TASK INSTRUCTIONS: How many of the lines below contain the string "post"? Tally them and reply with the number alone.

**** DATASET ROWS ****

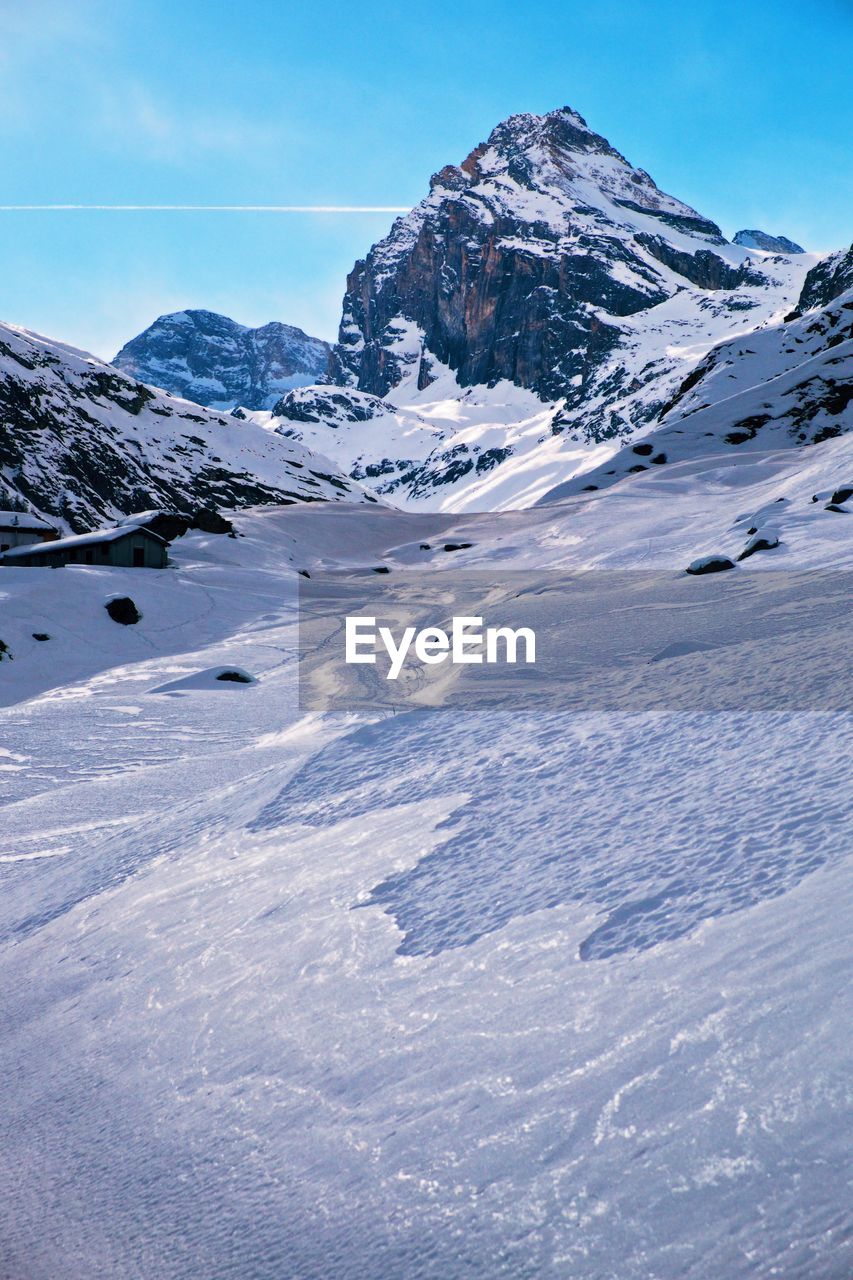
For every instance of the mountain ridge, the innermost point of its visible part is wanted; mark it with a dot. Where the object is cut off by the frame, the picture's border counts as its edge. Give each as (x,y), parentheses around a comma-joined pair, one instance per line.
(215,361)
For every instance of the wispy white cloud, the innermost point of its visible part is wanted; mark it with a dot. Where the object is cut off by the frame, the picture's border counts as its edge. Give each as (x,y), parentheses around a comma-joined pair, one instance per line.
(206,209)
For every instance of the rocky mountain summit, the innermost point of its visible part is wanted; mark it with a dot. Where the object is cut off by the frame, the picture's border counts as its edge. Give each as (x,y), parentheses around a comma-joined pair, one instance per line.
(541,307)
(767,243)
(529,263)
(214,361)
(83,444)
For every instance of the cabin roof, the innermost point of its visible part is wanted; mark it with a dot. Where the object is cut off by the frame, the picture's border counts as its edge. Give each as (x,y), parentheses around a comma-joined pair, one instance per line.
(99,535)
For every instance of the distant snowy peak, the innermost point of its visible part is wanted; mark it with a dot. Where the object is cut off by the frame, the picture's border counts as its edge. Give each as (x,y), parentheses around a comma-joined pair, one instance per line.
(562,160)
(85,444)
(213,360)
(767,243)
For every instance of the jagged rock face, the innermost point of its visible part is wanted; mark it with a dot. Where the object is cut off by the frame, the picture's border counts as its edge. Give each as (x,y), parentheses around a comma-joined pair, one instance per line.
(329,405)
(520,264)
(85,444)
(828,280)
(769,243)
(211,360)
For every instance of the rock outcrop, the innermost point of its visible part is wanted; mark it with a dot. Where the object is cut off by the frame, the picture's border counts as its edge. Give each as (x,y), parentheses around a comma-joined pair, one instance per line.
(769,243)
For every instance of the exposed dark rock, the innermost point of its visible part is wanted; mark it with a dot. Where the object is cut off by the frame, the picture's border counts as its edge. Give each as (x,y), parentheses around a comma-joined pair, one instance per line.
(826,282)
(475,279)
(705,269)
(122,609)
(761,543)
(710,565)
(319,405)
(770,243)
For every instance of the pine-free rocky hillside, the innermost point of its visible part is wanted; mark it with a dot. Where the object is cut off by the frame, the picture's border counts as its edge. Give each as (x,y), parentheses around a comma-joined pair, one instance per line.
(83,443)
(213,360)
(541,307)
(787,385)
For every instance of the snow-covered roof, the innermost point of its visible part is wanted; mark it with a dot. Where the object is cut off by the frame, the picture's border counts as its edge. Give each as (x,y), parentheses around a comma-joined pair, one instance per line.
(22,520)
(99,535)
(141,517)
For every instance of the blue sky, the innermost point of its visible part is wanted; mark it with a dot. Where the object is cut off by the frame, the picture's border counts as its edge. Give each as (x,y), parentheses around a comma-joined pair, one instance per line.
(744,110)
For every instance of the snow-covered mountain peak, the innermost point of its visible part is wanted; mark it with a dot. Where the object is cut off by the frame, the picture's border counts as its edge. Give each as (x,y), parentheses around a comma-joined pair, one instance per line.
(213,360)
(560,158)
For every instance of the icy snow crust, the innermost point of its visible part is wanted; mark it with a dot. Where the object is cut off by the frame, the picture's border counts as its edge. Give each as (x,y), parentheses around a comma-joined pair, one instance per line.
(425,995)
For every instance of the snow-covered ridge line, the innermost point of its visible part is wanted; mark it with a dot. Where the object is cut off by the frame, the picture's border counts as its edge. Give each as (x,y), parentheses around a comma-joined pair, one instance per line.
(83,443)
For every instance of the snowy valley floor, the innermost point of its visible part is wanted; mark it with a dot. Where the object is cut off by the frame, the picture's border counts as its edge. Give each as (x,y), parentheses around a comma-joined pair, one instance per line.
(424,996)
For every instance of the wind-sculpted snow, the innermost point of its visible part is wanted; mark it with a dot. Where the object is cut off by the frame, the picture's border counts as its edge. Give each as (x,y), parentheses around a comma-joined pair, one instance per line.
(542,817)
(459,993)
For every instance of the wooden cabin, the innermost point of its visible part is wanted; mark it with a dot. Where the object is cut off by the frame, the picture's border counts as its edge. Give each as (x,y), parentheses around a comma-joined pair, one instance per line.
(126,547)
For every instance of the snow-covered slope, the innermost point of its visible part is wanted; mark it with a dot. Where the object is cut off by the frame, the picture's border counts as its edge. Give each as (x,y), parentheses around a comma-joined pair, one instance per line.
(787,385)
(213,360)
(461,992)
(85,443)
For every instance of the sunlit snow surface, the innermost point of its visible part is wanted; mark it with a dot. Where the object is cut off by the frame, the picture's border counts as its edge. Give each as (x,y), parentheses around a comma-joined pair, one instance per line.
(441,995)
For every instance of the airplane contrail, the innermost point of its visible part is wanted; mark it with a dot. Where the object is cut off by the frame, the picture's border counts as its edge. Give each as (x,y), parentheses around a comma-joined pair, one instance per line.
(208,209)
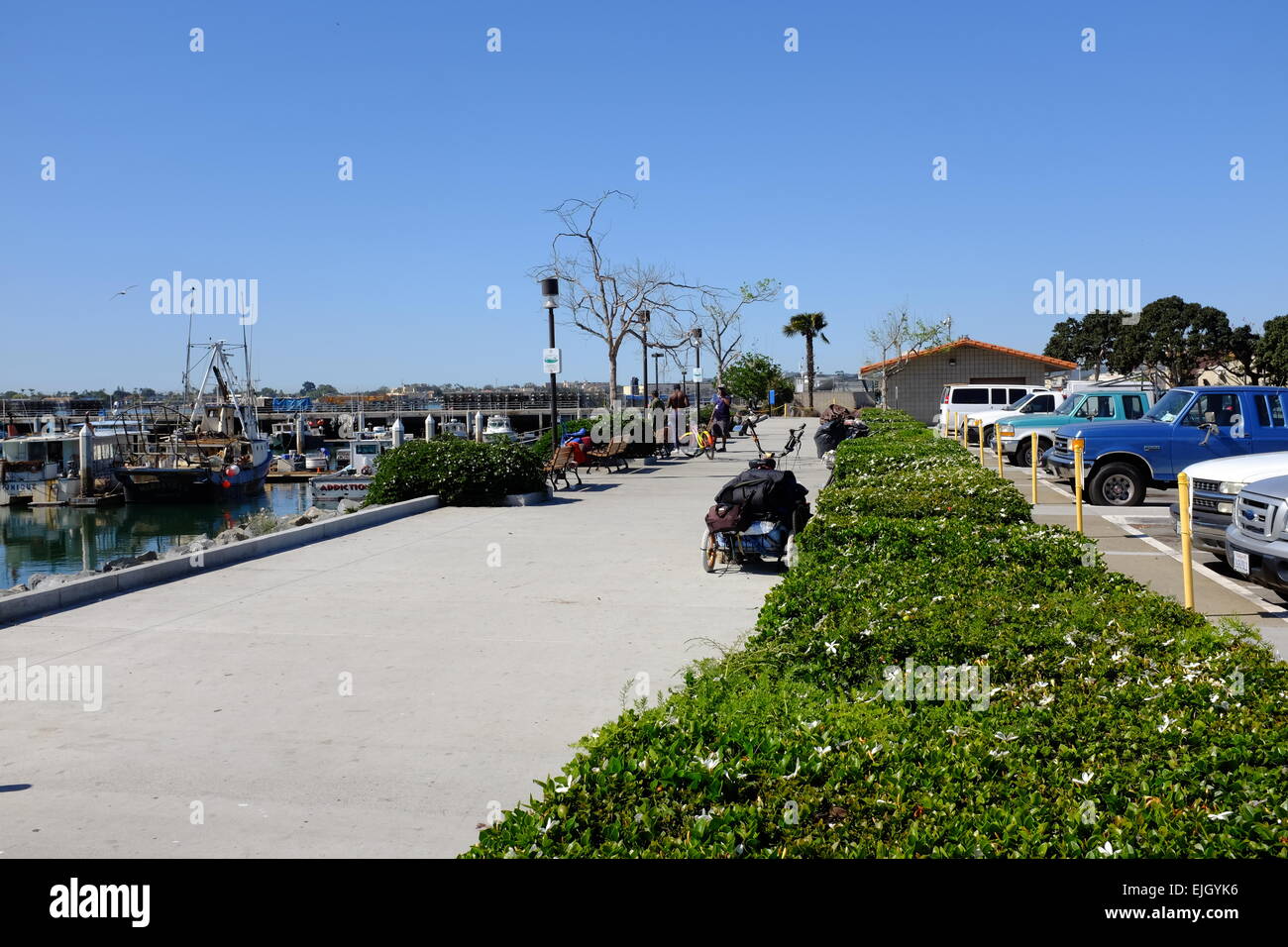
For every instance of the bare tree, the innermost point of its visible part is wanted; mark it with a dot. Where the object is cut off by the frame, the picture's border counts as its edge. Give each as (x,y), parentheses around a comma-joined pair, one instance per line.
(721,318)
(905,335)
(601,298)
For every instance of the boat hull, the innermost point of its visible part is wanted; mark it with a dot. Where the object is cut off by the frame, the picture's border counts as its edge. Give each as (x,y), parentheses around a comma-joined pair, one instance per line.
(189,484)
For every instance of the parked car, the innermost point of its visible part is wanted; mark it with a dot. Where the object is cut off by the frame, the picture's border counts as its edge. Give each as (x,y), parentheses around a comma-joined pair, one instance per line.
(974,398)
(1031,403)
(1096,405)
(1214,487)
(1256,541)
(1124,459)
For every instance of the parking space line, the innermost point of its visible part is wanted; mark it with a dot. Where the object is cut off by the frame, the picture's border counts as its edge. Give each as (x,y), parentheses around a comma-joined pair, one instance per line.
(1228,583)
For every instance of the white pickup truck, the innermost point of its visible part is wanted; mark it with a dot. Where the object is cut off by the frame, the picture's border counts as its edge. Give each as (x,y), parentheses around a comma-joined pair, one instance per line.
(1256,543)
(1214,487)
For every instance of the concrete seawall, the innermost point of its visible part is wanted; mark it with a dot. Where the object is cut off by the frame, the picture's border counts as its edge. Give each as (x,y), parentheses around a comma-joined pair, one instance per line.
(29,604)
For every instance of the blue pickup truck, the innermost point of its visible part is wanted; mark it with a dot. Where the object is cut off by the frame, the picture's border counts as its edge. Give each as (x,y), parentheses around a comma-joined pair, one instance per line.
(1122,459)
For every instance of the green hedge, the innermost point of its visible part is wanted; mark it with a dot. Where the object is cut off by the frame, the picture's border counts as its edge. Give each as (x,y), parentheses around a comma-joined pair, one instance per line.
(464,474)
(1115,716)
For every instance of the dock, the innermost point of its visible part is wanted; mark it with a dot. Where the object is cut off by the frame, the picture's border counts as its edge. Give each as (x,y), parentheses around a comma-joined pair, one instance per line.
(376,693)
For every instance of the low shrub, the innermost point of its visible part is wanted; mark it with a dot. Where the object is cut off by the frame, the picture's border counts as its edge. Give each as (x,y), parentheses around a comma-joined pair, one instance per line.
(1109,720)
(940,489)
(464,474)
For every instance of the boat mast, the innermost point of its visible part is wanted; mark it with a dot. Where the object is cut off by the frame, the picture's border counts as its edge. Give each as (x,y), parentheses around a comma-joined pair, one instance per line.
(187,361)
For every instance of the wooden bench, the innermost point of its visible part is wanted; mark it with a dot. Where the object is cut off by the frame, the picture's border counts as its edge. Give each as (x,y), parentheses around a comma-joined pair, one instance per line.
(558,468)
(613,453)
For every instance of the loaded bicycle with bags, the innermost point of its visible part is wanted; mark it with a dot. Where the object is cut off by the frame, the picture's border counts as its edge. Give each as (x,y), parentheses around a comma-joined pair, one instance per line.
(756,517)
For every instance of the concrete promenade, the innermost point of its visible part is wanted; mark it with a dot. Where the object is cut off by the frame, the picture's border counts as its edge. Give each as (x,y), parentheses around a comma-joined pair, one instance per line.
(481,643)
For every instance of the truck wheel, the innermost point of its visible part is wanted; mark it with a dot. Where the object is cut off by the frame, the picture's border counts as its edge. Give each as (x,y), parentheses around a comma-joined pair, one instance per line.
(1117,484)
(1024,454)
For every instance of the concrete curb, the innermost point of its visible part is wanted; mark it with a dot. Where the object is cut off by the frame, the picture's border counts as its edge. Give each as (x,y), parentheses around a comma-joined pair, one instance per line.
(31,603)
(527,499)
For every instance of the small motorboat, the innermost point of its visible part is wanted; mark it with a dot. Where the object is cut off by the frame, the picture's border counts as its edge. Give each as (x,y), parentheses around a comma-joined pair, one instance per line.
(498,429)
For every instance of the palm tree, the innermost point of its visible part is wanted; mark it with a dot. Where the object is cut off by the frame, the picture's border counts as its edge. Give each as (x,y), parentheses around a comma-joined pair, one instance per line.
(807,324)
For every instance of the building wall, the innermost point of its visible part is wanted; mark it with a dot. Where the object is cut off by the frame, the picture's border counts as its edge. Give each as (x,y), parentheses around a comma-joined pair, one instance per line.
(917,388)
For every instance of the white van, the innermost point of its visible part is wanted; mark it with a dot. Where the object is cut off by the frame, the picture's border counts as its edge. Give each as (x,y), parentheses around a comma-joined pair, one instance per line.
(973,398)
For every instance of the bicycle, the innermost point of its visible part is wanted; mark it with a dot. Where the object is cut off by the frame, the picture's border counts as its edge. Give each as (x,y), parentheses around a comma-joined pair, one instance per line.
(794,440)
(702,440)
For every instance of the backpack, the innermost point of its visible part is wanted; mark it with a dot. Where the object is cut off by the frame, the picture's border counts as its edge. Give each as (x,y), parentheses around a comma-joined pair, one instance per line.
(761,495)
(721,518)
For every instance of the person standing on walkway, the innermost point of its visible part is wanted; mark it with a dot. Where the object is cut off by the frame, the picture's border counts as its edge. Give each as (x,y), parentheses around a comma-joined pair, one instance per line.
(675,407)
(720,416)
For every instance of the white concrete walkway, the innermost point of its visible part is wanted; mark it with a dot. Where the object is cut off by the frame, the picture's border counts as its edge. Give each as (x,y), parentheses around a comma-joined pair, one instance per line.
(469,681)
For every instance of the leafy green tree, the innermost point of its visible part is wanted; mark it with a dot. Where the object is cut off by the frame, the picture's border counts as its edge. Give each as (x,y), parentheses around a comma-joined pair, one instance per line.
(810,326)
(1089,342)
(1172,342)
(1271,352)
(751,376)
(1243,348)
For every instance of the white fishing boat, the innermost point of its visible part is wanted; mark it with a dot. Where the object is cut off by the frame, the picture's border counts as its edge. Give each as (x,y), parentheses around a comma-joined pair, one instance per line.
(217,455)
(352,482)
(46,468)
(498,429)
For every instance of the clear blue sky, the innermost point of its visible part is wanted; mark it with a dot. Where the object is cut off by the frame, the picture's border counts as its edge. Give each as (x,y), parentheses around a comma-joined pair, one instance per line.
(812,167)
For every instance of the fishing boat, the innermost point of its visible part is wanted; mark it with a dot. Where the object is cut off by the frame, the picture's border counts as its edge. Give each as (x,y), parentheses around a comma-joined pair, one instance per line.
(217,454)
(498,429)
(46,468)
(352,482)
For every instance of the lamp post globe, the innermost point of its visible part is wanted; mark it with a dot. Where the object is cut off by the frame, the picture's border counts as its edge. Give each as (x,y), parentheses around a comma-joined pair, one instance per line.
(550,300)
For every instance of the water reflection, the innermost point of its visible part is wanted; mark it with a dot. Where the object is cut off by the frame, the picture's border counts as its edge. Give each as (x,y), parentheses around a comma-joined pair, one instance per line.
(63,539)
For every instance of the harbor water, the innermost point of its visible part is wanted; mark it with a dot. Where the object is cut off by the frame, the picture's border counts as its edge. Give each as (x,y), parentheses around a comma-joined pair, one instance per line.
(67,540)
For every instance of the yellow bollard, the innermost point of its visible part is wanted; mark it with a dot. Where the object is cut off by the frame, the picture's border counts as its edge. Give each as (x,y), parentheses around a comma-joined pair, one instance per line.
(1183,480)
(1033,454)
(1077,478)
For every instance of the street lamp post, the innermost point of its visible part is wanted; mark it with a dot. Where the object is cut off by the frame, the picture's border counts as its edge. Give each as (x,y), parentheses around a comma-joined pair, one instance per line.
(550,292)
(697,348)
(645,315)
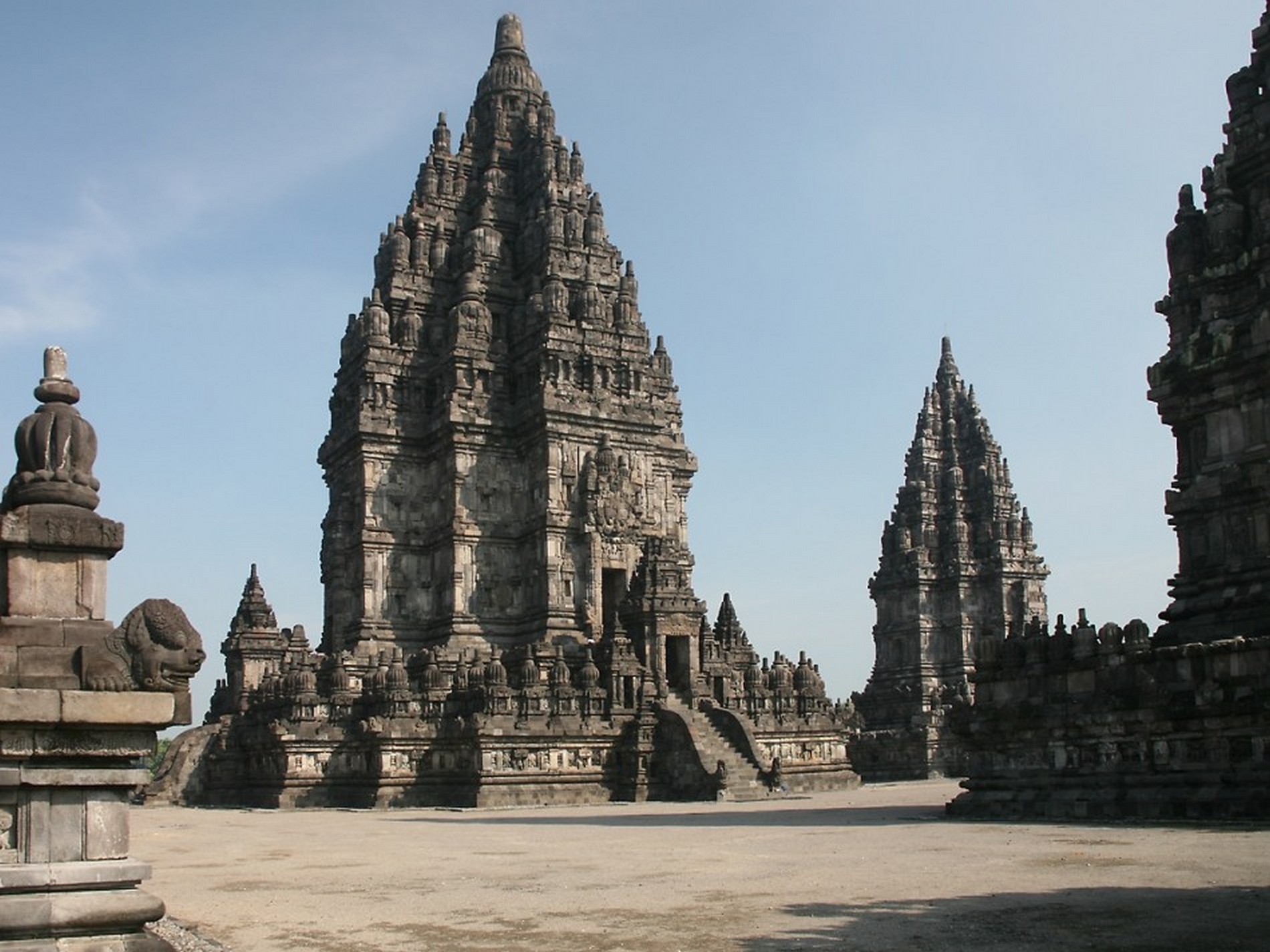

****

FULL SOLUTION: 2